TASK INSTRUCTIONS: Go on with the survey report on how benefits professionals expect the health care reform law to change their business, picking up after its final sentence.

:: EXTRACT

We took advantage of this year's Benefits Selling/Oliver Wyman 2013 Health Care Survey to ask nearly 400 U.S. benefits professionals how the Patient Protection and Affordable Care Act would change their business models post-2014 and what strategic changes they were considering. We also asked them to predict what "value add" will look like in the post-reform world and how they are planning to compete. Here's what they told us:
It's happening
What a difference a year makes. When we surveyed benefits professionals early in 2012, they were dubious about the Patient Protection and Affordable Care Act, with roughly two-thirds of them predicting that the legislation would be scaled down or overturned altogether.
Just 12 months later — 12 months that included a Supreme Court ruling in favor of the PPACA and an Obama victory at the polls — they've changed their tune. Now nearly 80 percent of benefits professionals believe PPACA will be fully implemented sometime in 2014.
Though the formal launch of the public health care exchanges is still months away, new distribution models (including private exchanges in addition to the promised public exchanges) have already begun to disrupt the benefits marketplace. Producers are bracing for subsidized exchange marketplaces, rating standards, essential health benefits, and several new insurance taxes and fees, all of which go into effect in 2014.
Payers are moving in several directions. Some are strengthening their relationships with producers. Others, meanwhile, are taking more of an "arm's length" approach, slashing commissions and letting the channel compete against emerging distribution mechanisms. The channel is in need of a fresh, new approach to maximizing value if brokers are to meet the needs of clients and insurers.
Disruptive threats of the PPACA
More than 70 percent of respondents believe public health care exchanges pose a moderate or large threat to their businesses. The exchanges, of course, have a massive competitive advantage among consumers who qualify for subsidies, but benefits professionals also fear that automated functions such as transparency tools and decision-support mechanisms will erode the value provided by brokers in their capacity of advisors.

::::
:: SUPPLIED RECORDS

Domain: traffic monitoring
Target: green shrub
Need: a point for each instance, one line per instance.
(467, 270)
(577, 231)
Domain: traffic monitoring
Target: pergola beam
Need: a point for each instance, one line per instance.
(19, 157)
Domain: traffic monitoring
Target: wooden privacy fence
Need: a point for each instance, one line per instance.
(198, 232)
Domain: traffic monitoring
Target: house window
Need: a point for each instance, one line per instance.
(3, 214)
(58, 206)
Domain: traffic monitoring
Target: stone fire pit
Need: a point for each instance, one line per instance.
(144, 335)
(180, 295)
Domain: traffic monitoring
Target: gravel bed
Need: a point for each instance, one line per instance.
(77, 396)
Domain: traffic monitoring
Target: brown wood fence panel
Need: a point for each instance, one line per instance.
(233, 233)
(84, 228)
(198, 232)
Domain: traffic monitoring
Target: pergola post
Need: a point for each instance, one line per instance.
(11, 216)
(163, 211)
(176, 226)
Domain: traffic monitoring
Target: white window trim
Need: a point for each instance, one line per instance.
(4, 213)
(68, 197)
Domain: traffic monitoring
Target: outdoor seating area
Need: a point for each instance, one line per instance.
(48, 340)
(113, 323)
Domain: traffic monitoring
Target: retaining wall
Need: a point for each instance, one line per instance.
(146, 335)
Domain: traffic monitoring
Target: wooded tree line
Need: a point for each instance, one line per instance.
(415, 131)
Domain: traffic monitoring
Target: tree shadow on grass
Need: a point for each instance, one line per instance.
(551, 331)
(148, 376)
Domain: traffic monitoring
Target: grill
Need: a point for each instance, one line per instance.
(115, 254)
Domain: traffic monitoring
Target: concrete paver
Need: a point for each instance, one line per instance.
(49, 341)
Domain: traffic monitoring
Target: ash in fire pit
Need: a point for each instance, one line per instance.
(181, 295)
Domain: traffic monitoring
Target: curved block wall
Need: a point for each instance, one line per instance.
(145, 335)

::::

RESULT:
And although producers have had a few legislative wins recently (for example, requirements that commissions be equal on and off the exchange), they are still concerned about the convergence of new distribution models, MLR limits, and increased regulatory scrutiny of price.
Commission expectations
Consequently, producers expect all of these factors to continue to put downward pressure on per-unit commissions. More than half of respondents (54 percent) expect medical commissions to decline in 2014, compared to just 40 percent in 2012. About a quarter of respondents expect declines of 25 percent or more.
The insurer-broker relationship
The next few years will be a confusing time for health insurance customers, thanks to a variety of PPACA-related and non-PPACA-related factors including new benefit and rating standards, group erosion, an influx of the previously uninsured, and the rise of Medicaid. Employers and members alike will increasingly need the sort of guidance producers have traditionally provided.
Insurers understand that — but they also need to maintain reasonable profit margins amid the constraints of the changing marketplace. They are currently working to define their distribution strategies and understand how producers fit into them, but they haven't yet seen a clear demonstration of the long-term value of producers, and they need that to justify additional investments.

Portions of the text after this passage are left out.